>> START Input records
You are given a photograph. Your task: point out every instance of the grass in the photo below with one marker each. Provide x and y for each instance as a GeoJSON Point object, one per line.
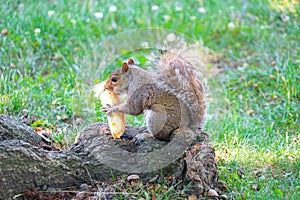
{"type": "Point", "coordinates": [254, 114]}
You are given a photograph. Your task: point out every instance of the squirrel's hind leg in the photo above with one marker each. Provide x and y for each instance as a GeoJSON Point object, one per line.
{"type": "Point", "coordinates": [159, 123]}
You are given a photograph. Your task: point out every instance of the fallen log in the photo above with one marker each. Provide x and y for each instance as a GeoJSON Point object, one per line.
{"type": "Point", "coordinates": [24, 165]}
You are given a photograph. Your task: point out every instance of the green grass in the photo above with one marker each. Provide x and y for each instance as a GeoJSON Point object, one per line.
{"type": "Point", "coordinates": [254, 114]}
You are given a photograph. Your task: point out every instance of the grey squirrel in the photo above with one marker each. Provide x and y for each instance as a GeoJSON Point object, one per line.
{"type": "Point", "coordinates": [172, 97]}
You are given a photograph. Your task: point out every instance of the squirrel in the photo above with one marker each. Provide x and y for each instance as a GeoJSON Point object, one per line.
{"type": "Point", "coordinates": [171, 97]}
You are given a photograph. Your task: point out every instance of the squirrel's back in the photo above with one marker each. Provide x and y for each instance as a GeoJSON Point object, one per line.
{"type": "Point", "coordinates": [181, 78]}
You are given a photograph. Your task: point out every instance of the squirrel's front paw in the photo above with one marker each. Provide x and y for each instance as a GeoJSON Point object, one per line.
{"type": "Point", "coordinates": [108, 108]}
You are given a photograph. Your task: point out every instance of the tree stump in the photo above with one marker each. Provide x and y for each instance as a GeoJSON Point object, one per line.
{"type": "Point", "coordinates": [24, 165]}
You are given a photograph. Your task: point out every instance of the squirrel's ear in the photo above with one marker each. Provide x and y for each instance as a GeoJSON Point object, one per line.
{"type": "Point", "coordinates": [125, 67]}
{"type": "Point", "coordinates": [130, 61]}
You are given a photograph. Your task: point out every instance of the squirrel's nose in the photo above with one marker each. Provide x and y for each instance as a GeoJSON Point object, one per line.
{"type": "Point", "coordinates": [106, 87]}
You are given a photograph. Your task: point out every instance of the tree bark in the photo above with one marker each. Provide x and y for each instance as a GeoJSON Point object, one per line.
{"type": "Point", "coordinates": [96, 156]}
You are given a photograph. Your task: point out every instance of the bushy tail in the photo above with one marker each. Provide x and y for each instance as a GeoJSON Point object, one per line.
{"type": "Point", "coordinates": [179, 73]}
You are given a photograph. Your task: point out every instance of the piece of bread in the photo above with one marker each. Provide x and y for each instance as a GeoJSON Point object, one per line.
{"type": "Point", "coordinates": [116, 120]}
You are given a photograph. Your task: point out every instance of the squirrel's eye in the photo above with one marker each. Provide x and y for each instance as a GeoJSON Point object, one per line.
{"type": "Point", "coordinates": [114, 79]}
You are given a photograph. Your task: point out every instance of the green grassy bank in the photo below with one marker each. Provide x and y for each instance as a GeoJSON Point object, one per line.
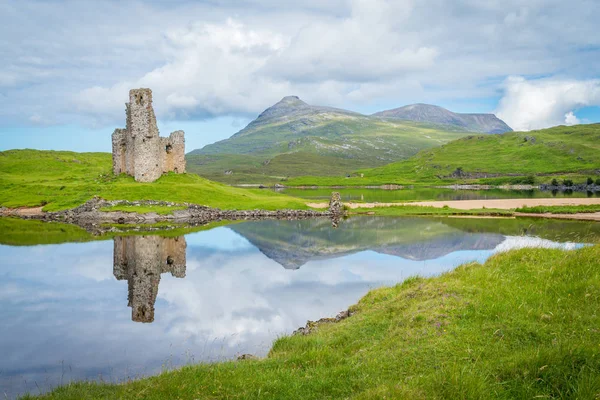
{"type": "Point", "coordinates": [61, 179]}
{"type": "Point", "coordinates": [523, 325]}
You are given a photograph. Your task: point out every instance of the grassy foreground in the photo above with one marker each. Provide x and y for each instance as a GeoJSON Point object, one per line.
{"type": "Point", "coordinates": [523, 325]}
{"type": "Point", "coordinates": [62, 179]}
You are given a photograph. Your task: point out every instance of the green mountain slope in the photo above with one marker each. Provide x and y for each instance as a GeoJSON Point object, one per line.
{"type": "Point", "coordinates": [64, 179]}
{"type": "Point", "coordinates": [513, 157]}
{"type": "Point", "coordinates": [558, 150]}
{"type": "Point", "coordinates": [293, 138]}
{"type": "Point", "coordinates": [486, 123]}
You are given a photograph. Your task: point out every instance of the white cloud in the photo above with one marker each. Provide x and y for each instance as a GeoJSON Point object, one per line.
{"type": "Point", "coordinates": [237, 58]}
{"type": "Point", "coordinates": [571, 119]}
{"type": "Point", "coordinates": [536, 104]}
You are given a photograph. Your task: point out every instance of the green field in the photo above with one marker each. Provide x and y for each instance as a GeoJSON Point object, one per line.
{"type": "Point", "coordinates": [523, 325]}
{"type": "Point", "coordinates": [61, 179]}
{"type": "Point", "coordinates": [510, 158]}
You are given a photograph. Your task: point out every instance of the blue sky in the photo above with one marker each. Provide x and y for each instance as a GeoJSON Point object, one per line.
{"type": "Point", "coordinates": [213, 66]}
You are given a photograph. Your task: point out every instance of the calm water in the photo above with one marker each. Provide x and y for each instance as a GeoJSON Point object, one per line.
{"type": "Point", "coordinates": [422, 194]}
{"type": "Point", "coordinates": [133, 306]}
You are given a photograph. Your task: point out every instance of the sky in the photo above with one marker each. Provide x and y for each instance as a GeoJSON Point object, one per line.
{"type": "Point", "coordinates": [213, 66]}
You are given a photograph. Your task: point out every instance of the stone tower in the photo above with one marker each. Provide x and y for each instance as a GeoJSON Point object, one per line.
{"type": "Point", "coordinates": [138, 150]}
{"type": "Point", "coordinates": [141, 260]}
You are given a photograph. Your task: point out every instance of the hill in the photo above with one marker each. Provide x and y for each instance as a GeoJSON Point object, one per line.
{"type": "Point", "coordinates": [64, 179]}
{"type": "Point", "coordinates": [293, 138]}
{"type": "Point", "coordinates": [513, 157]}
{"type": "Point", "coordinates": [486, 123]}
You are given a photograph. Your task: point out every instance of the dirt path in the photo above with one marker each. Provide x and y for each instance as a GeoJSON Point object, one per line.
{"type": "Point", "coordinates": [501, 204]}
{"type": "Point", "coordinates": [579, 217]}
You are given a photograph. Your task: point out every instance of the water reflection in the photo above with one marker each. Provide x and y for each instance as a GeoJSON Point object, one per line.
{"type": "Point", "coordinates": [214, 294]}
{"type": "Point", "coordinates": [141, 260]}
>> END Input records
## Written request
Leave the pictures out and output the rest of the listing exactly.

## Response for this exercise
You are given a photograph. Your task: point out every instance of the grass in the photo below with one marker each. Provide x and y for each instance as a GeoJSON Point object, one per line.
{"type": "Point", "coordinates": [254, 114]}
You are given a photograph. Your task: point out every instance of the squirrel's hind leg in the photo above with one marker each. Provide x and y for each instance as a GeoJSON Point object, one per line.
{"type": "Point", "coordinates": [159, 123]}
You are given a photograph. Your task: point out every instance of the fallen log in the photo above with one marker each. Provide x and y for each instance as a GeoJSON Point object, one per line.
{"type": "Point", "coordinates": [24, 165]}
You are given a photograph. Your task: point out every instance of the green grass in the photo above with one marker each. Provide x and y for each instance as a GeoJSON Point object, one per line.
{"type": "Point", "coordinates": [254, 114]}
You are given a photograph. Your task: point out every instance of the grey squirrel in the photo above with one marker each. Provide x and y for each instance as a GeoJSON Point object, one per line.
{"type": "Point", "coordinates": [172, 97]}
You are given a photograph. Your task: point out every instance of the squirrel in the photo above with one marker each. Provide x and y for each instance as a GeoJSON Point object, one per line.
{"type": "Point", "coordinates": [171, 97]}
You are given a photograph. Your task: point out every instance of the squirrel's back in the photo above with one marker each. Provide x and y for each instance as a GeoJSON Point object, one per line.
{"type": "Point", "coordinates": [181, 78]}
You are given a photograph. Your task: point out every instance of the squirrel's front paw in the photo above with one marker each. Provide x and y for each instance as a GeoJSON Point object, one per line.
{"type": "Point", "coordinates": [108, 108]}
You are given a photograph. Your task: point out every instance of the tree stump in the photo above with one marker each. Provide x and y for each instance as a GeoJSON Point object, one per line.
{"type": "Point", "coordinates": [24, 165]}
You are given a photograph. Your task: point out every instance of the squirrel's ear in the photo above with one marker each. Provide x and y for each instance as a GeoJSON Point object, one per line.
{"type": "Point", "coordinates": [125, 67]}
{"type": "Point", "coordinates": [130, 61]}
You are given a photograph. Your task: point out every instance of the squirrel's nose in the photo above with one marker each. Provide x and y for each instance as a GeoJSON Point object, one per line.
{"type": "Point", "coordinates": [106, 87]}
You are given a photograph. Your task: point out every instance of the tree bark in the photo above with one marker each. Provide x and y for each instance as a GeoJSON Point object, one per line.
{"type": "Point", "coordinates": [96, 156]}
You are given a photograph. Your task: point out every instance of the bushy tail in the photo above with one marker each. Provide x and y for each instance as a GeoJSON Point object, one per line.
{"type": "Point", "coordinates": [179, 73]}
You are given a photograph. Your task: point out every instance of the piece of bread in the photo above with one marker each. Provide x and y for each instance as a GeoJSON Point object, one per line.
{"type": "Point", "coordinates": [116, 120]}
You are given a photograph. Your task: point out every instance of the squirrel's eye in the photo above with one marker each. Provide x and y for each instance as a GeoJSON Point object, one per line.
{"type": "Point", "coordinates": [114, 79]}
You are given a photograph. Your task: point out every instance of the green grassy bank in the photo below with one marker each. Provide x and y for each instance as a GeoJSON Point object, one per line.
{"type": "Point", "coordinates": [61, 179]}
{"type": "Point", "coordinates": [523, 325]}
You are given a photograph. Your task: point out every instance of the grassy foreground in the photo above with one marker each. Provide x and y for each instance as a GeoJSON Point object, one per line.
{"type": "Point", "coordinates": [523, 325]}
{"type": "Point", "coordinates": [62, 179]}
You are given a photograph. Your task: point out every instance of the green mountain slope in the photo above with one marker each. Provide x and y for each instance as a GeoJSON Point object, one per line.
{"type": "Point", "coordinates": [64, 179]}
{"type": "Point", "coordinates": [513, 157]}
{"type": "Point", "coordinates": [558, 150]}
{"type": "Point", "coordinates": [293, 138]}
{"type": "Point", "coordinates": [486, 123]}
You are given a photograph. Your task: point out every instance of the white cloud in the photo above with one marker each. Provide x and y for each instance as a GeoJSON Point object, one per line.
{"type": "Point", "coordinates": [237, 58]}
{"type": "Point", "coordinates": [571, 119]}
{"type": "Point", "coordinates": [536, 104]}
You are given a photograph. Your task: point out every instance of the green field in the photo above with one marker each. Provide x and y for each instance as a GeoJSON Point object, one per line.
{"type": "Point", "coordinates": [523, 325]}
{"type": "Point", "coordinates": [61, 179]}
{"type": "Point", "coordinates": [510, 158]}
You are given a photograph. Your task: point out every instance of the blue sky in the photo above with one marker each. Provide x and y for each instance as a GeoJSON Point object, one per line.
{"type": "Point", "coordinates": [213, 66]}
You are given a photograph. Your task: point out every instance of the calm water in the photo above with one marker each. Provide x and y for each instance as a GeoJSON Point object, one per line.
{"type": "Point", "coordinates": [422, 194]}
{"type": "Point", "coordinates": [133, 306]}
You are given a photograph. Your task: point out every instance of the sky in the photo above with one marker each. Provide x and y for each instance as a GeoJSON Point object, one per line.
{"type": "Point", "coordinates": [213, 66]}
You are given a photograph. Your task: point out every instance of the stone tower in the photo above with one marker each. Provide x and y for each instance as a GeoJSON Point object, one per line.
{"type": "Point", "coordinates": [138, 150]}
{"type": "Point", "coordinates": [141, 260]}
You are given a photograph. Your task: point out every instance of the hill in the photo above with one marker each. Provide x and y for each instance as a GeoJSON Point object, one per line.
{"type": "Point", "coordinates": [64, 179]}
{"type": "Point", "coordinates": [293, 138]}
{"type": "Point", "coordinates": [513, 157]}
{"type": "Point", "coordinates": [486, 123]}
You are given a photograph. Your task: point out every instance of the dirt path in the photo above with one marker each. Provide x and y for each instance as a GeoJSON Point object, one per line.
{"type": "Point", "coordinates": [501, 204]}
{"type": "Point", "coordinates": [579, 217]}
You are given a photograph. Your task: point out every instance of the water reflection in the photo above with one marker each. Provide x and y for each instance as a GeoJSON Point object, one per line.
{"type": "Point", "coordinates": [214, 294]}
{"type": "Point", "coordinates": [141, 260]}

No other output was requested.